Go through the entries below and print, exactly, the lines starting at the one with "Target — bell tower." and ending at the one with "Target — person in red shirt.", keeping both ends and no others.

---------- Source information ----------

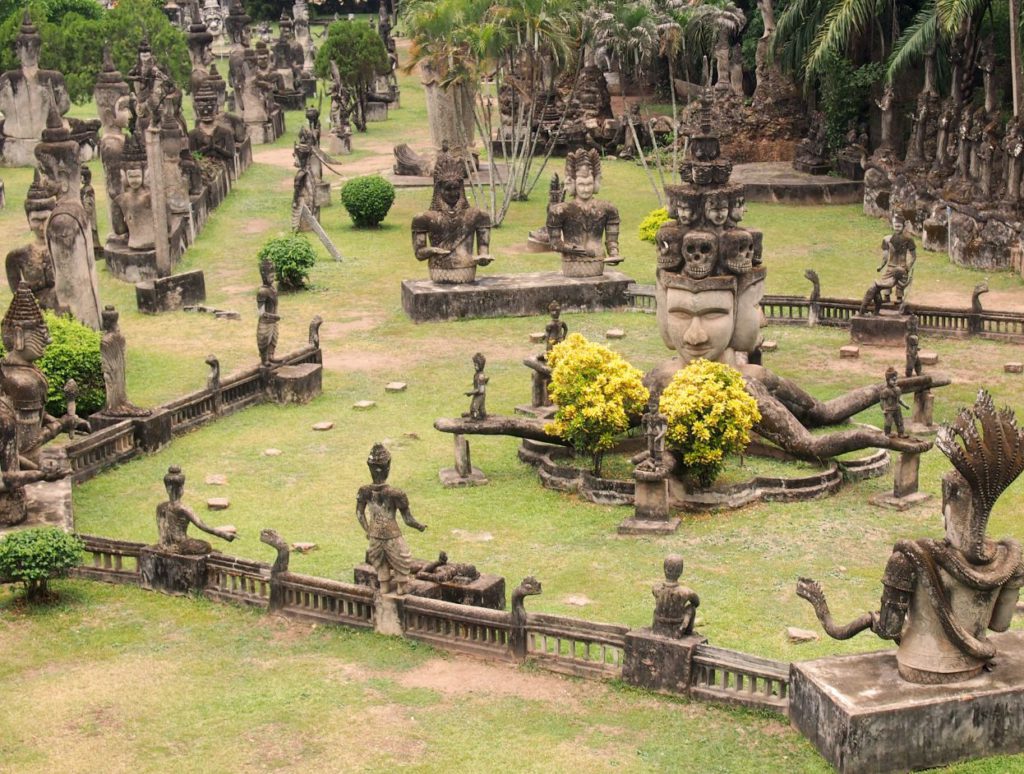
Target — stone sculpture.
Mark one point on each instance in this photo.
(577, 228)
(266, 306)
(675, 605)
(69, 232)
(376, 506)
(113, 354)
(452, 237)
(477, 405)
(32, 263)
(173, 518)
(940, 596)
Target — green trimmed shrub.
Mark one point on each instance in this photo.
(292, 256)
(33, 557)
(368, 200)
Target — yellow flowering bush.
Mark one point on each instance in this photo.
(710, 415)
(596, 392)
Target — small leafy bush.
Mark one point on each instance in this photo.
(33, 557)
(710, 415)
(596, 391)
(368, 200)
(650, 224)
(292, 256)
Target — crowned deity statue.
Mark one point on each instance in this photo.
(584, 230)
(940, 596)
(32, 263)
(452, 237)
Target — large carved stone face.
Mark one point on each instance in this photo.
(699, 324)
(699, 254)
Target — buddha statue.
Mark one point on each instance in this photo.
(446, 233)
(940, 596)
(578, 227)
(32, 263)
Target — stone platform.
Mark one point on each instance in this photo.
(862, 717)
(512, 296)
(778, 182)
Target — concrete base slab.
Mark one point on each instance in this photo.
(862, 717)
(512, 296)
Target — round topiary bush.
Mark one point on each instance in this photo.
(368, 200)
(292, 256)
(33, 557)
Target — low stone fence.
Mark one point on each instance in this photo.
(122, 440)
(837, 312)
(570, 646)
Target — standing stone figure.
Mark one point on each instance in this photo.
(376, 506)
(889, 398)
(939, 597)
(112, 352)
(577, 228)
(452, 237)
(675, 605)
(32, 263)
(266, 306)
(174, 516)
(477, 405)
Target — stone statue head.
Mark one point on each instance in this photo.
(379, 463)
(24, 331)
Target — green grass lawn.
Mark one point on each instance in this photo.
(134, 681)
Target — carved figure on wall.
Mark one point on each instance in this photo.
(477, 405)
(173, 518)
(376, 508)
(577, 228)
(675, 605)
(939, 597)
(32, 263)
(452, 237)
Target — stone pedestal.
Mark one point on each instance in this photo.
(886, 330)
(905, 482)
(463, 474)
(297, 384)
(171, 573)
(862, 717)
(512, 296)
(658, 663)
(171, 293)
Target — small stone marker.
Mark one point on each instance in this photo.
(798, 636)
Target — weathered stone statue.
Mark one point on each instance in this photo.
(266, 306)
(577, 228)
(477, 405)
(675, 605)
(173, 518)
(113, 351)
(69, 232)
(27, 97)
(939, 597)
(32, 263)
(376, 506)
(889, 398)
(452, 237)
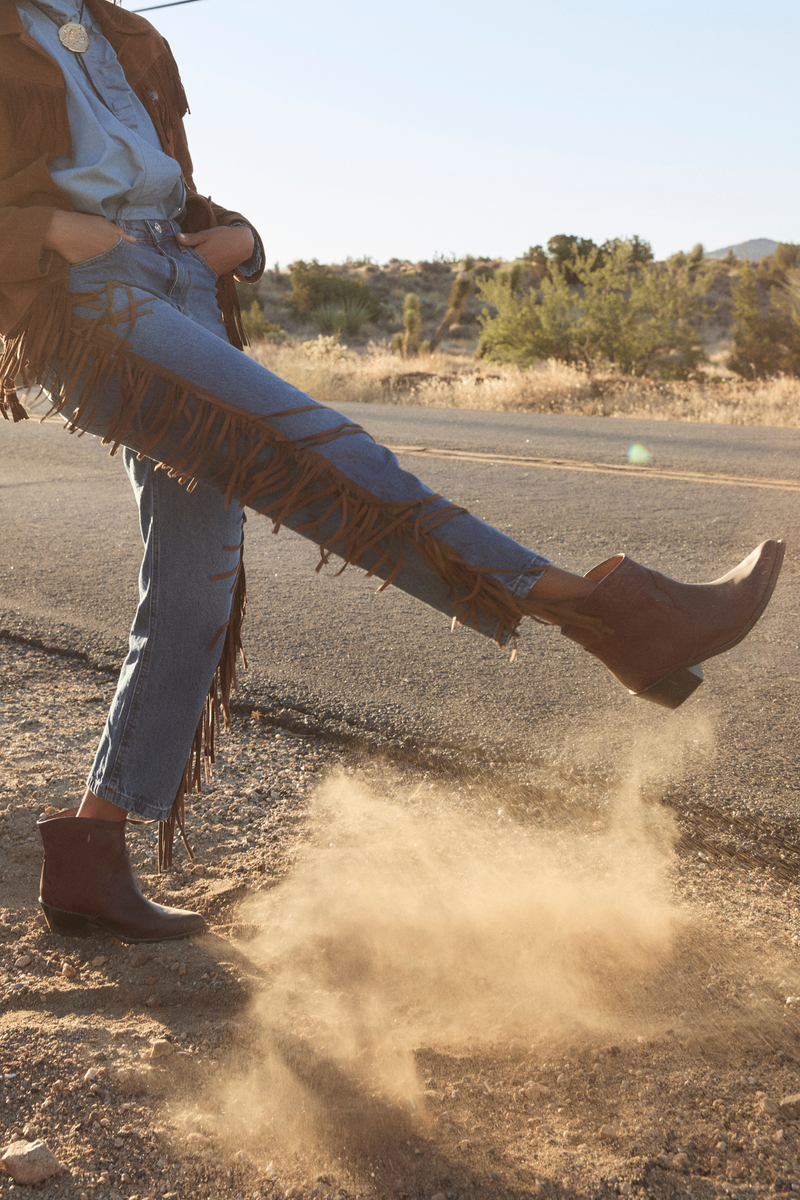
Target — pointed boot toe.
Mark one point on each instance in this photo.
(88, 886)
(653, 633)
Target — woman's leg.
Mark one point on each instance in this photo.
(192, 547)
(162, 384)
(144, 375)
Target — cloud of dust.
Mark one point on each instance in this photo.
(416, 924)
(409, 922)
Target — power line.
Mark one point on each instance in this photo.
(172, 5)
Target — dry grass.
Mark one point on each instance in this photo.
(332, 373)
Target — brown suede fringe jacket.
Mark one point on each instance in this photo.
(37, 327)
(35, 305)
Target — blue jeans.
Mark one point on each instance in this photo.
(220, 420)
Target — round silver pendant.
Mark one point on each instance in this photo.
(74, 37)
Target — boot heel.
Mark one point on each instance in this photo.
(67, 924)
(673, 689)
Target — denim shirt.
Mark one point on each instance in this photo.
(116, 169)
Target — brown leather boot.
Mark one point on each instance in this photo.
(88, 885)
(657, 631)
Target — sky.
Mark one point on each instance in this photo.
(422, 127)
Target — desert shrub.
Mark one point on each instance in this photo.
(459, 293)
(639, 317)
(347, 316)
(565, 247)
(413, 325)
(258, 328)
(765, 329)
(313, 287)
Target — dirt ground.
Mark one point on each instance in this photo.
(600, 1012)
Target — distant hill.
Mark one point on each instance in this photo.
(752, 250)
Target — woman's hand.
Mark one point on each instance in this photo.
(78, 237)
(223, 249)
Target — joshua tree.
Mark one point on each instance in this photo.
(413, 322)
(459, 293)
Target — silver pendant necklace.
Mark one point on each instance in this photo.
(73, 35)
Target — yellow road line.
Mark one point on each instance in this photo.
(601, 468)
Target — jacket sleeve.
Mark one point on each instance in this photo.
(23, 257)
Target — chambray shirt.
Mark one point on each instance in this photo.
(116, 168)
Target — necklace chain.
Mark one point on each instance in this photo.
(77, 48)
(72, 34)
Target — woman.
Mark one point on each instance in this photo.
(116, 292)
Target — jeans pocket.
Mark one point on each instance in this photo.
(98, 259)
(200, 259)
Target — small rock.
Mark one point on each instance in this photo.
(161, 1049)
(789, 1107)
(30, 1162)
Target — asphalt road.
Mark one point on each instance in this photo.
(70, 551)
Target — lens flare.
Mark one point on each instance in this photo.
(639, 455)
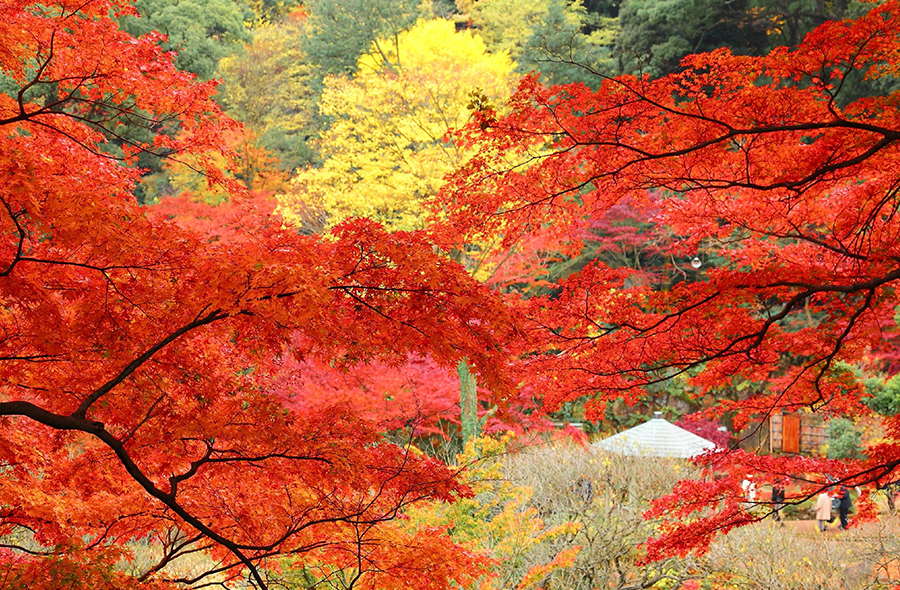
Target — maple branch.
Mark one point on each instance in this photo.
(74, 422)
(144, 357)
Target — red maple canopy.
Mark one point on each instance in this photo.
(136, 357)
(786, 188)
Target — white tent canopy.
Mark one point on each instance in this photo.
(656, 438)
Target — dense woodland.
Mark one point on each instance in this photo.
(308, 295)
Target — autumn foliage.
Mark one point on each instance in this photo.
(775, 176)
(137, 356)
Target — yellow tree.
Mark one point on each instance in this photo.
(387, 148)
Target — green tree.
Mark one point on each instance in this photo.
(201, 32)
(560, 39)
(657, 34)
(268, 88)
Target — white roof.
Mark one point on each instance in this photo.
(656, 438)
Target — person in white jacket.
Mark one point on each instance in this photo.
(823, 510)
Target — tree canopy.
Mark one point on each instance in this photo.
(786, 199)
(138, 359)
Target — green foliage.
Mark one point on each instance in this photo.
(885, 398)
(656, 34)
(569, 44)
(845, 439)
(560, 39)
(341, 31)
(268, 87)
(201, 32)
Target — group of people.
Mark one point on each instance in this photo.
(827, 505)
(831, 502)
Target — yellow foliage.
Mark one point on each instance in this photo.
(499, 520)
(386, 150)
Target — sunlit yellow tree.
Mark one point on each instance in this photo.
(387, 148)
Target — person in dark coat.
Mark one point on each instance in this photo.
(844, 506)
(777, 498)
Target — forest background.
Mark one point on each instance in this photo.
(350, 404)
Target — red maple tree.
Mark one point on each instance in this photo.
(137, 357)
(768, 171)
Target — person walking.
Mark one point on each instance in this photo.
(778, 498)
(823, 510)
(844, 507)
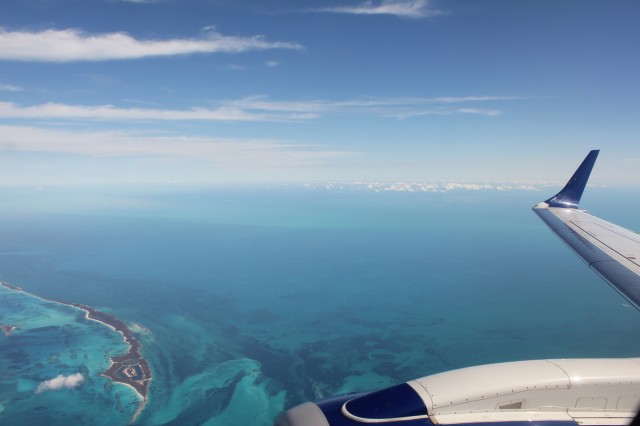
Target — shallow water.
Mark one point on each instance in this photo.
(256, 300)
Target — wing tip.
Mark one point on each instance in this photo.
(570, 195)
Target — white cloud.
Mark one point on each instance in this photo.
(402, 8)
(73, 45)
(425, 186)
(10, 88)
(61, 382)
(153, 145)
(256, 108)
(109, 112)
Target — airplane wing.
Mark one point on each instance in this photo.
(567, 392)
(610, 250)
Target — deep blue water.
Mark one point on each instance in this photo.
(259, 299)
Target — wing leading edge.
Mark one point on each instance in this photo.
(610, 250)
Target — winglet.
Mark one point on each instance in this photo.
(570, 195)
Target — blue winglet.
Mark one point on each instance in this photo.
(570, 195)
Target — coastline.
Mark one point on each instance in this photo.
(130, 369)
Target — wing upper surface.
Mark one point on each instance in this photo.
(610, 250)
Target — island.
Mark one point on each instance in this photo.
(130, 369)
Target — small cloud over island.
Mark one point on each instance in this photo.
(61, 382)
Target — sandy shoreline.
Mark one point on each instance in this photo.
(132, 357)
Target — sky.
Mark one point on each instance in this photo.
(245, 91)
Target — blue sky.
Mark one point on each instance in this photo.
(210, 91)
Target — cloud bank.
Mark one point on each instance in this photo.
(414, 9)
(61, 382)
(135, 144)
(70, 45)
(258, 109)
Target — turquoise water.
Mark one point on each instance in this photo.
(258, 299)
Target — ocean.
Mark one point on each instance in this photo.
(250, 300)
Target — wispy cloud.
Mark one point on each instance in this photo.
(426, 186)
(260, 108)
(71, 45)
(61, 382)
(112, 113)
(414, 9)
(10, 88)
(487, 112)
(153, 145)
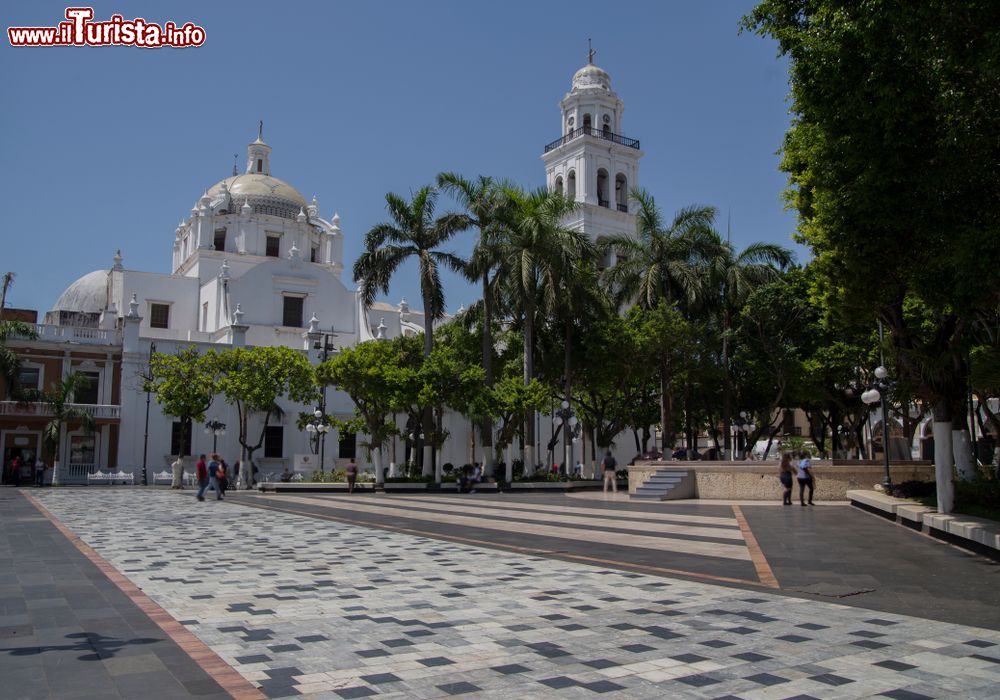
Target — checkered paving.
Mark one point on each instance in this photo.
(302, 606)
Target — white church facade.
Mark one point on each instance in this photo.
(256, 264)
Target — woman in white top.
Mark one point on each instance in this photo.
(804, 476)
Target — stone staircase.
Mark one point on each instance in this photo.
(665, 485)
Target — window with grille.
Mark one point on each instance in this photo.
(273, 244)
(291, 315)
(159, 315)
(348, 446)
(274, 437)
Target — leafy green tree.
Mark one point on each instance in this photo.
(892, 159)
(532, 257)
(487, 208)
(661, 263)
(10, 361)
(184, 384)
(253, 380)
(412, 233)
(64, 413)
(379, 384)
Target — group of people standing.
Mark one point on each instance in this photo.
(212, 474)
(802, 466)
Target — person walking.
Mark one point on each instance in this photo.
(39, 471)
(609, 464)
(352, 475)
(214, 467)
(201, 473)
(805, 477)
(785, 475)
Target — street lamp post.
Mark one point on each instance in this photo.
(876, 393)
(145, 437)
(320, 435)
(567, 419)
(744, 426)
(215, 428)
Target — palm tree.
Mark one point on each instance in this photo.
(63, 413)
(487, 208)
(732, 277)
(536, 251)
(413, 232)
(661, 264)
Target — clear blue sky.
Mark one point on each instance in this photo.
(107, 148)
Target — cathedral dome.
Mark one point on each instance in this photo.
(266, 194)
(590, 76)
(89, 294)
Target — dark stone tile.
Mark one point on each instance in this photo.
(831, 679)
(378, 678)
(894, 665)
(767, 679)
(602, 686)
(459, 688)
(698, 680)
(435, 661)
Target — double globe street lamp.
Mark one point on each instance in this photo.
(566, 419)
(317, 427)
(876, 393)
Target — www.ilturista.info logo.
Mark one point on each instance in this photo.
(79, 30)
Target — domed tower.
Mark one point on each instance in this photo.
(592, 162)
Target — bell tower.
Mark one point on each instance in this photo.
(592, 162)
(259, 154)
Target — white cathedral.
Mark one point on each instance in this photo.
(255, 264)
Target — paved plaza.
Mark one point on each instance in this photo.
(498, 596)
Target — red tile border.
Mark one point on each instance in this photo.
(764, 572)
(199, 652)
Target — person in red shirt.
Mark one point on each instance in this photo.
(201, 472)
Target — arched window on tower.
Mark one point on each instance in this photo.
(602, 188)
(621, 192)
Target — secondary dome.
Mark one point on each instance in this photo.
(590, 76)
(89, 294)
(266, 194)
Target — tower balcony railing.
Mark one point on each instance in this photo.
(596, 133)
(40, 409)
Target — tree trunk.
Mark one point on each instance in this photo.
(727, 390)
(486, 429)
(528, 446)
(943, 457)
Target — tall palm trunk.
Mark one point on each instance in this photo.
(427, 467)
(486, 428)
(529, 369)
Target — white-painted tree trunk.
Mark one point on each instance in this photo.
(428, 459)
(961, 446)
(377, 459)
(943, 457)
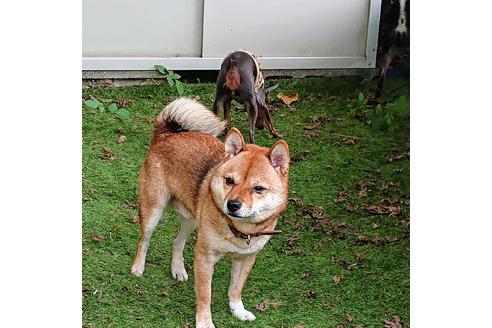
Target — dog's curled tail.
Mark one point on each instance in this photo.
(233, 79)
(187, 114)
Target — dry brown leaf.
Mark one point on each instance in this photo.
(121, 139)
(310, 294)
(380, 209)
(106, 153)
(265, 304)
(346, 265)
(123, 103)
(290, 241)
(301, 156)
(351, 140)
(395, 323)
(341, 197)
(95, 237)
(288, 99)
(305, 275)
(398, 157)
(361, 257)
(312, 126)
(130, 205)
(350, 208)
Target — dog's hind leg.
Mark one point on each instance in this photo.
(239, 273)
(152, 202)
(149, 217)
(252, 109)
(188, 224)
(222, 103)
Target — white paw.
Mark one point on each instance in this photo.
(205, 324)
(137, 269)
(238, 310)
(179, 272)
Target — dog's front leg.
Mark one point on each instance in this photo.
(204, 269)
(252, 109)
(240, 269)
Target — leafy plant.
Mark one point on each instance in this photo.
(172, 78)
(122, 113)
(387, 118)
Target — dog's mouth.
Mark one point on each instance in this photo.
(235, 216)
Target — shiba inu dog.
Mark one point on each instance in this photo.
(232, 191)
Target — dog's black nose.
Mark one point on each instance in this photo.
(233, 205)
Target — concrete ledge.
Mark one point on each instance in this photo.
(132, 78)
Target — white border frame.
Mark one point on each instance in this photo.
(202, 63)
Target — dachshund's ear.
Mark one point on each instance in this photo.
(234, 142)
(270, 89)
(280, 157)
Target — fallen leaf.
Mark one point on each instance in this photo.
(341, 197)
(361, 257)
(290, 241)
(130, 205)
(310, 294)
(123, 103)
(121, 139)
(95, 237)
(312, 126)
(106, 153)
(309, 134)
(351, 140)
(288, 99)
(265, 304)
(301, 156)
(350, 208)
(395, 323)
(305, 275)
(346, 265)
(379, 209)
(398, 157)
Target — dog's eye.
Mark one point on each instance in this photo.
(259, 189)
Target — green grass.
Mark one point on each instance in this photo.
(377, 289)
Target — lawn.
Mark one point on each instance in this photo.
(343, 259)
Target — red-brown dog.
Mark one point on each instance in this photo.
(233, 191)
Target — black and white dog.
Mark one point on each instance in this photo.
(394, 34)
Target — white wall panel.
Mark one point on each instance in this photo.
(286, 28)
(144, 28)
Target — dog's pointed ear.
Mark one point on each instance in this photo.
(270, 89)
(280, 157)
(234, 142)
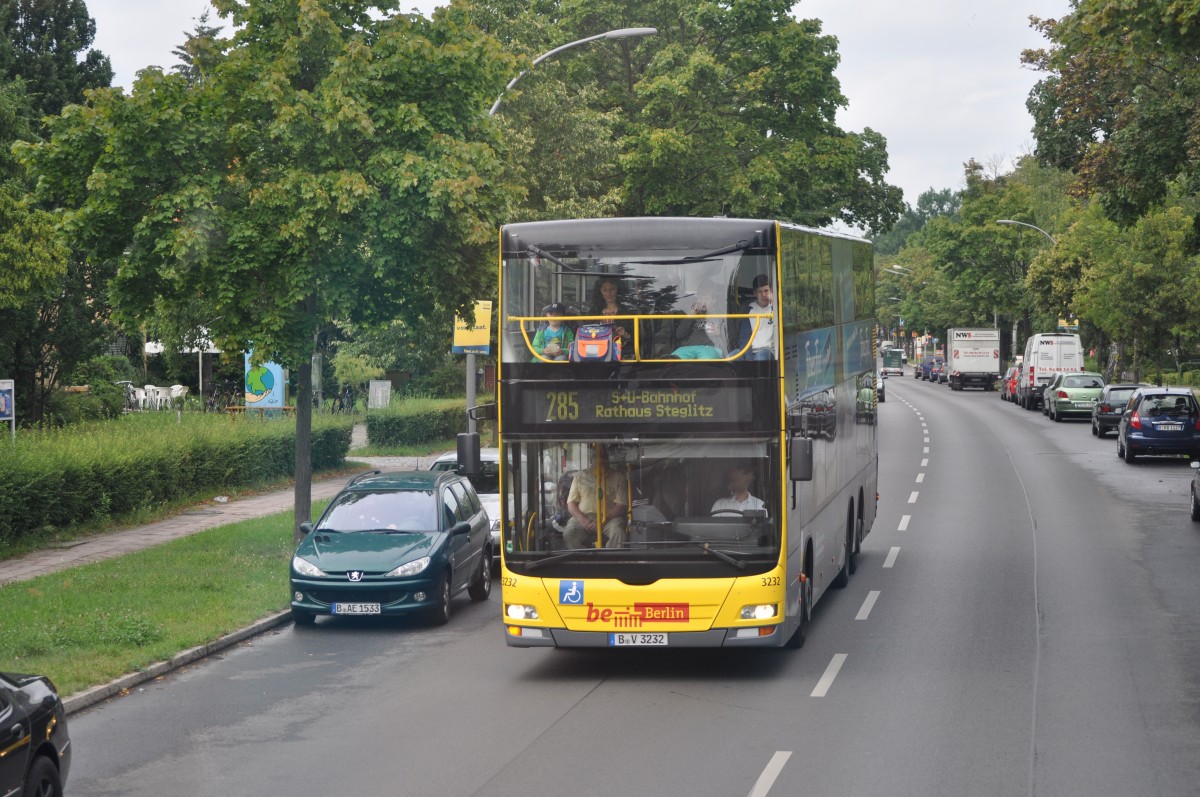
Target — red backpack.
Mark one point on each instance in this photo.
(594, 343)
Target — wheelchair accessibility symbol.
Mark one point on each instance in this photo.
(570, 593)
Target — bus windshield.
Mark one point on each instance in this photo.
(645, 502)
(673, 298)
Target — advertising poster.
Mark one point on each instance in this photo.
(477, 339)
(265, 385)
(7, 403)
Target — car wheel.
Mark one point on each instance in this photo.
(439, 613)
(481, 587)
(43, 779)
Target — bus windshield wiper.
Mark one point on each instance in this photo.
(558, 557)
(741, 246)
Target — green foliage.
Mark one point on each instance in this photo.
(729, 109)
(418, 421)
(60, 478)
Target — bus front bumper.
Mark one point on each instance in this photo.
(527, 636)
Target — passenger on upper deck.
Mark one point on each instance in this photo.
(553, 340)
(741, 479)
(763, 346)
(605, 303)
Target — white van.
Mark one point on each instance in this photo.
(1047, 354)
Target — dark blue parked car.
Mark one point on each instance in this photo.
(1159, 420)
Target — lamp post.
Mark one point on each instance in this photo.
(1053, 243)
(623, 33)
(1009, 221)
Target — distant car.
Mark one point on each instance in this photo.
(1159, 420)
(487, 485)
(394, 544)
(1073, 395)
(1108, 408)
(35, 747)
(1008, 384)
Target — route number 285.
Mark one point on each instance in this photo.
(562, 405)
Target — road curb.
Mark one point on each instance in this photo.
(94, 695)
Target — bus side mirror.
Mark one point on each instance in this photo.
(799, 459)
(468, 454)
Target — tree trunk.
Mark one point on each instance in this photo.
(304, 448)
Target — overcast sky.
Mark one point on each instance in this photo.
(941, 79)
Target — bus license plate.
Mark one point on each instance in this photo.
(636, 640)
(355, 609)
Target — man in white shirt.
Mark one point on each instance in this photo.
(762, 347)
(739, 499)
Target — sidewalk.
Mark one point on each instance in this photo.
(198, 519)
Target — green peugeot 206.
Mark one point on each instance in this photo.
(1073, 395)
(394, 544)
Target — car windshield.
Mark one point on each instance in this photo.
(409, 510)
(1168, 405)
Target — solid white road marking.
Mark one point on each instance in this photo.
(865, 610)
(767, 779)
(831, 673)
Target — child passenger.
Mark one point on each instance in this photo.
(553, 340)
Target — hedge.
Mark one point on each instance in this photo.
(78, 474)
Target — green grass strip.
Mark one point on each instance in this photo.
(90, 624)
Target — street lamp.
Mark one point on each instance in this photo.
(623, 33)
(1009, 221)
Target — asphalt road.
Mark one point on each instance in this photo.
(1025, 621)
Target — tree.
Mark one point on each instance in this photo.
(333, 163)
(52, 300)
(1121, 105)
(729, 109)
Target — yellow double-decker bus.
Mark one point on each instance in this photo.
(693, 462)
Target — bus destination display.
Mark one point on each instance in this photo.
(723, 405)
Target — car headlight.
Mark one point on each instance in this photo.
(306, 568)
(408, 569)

----------

**Solved problem**
Target — bell tower.
Mark one point on each instance in this photo.
(592, 162)
(259, 154)
Target — white cathedral.
Mark one point on each instance in this photo.
(255, 264)
Target — paved plaza.
Mark one point on each instance in this photo.
(498, 596)
Target — red tile border.
Mark one point on each instance in this photo.
(764, 572)
(199, 652)
Target — person in red shirt.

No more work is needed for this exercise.